--- Task directions ---
Show each line of the listing below that contains the string "body".

--- Source data ---
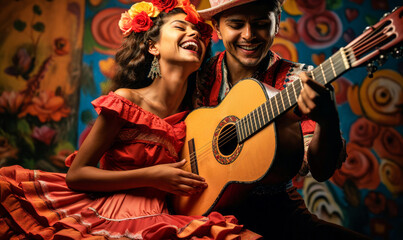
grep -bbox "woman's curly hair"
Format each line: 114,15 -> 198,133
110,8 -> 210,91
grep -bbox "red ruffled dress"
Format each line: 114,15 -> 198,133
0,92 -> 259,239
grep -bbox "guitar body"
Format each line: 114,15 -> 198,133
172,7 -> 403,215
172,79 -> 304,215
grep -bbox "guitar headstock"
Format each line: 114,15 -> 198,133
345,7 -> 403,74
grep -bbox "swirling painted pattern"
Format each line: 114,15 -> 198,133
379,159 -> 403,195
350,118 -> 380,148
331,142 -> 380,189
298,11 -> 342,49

--

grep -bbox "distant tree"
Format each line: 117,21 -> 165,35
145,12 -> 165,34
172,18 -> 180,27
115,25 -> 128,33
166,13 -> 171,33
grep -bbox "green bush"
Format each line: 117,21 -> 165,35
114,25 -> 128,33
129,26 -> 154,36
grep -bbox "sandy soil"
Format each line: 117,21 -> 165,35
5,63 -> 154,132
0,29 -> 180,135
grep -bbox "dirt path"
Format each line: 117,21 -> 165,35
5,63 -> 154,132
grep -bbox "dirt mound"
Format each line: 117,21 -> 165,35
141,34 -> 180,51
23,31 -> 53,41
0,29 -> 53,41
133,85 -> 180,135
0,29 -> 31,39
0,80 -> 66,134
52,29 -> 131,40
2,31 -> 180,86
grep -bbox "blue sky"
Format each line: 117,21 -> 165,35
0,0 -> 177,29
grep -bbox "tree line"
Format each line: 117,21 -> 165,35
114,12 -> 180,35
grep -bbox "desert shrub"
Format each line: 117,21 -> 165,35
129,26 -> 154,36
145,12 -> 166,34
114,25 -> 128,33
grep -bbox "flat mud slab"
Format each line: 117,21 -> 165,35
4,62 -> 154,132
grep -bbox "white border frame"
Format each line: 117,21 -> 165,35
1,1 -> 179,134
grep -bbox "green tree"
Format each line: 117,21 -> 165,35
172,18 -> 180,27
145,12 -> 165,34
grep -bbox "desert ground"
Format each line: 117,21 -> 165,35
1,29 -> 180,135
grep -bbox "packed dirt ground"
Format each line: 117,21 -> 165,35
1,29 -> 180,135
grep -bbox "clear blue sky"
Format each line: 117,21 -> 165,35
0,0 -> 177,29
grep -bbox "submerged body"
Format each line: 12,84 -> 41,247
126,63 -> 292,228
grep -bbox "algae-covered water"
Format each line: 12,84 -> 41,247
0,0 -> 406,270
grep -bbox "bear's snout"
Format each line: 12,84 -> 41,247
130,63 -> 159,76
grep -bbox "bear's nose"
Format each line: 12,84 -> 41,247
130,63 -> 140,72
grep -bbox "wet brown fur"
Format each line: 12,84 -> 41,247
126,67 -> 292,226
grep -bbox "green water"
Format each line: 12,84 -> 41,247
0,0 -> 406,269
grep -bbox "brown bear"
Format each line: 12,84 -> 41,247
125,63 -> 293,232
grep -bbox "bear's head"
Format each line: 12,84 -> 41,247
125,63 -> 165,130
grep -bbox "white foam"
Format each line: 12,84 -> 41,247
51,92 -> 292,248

--

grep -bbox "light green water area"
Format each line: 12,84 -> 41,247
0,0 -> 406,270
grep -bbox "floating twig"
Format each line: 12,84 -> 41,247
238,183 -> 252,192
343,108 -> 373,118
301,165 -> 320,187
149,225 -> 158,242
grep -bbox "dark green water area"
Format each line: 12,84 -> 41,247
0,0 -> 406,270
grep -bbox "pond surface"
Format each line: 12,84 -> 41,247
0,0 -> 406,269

--- Output for this task ---
grep -bbox "guitar body"
grep -bbox "submerged body"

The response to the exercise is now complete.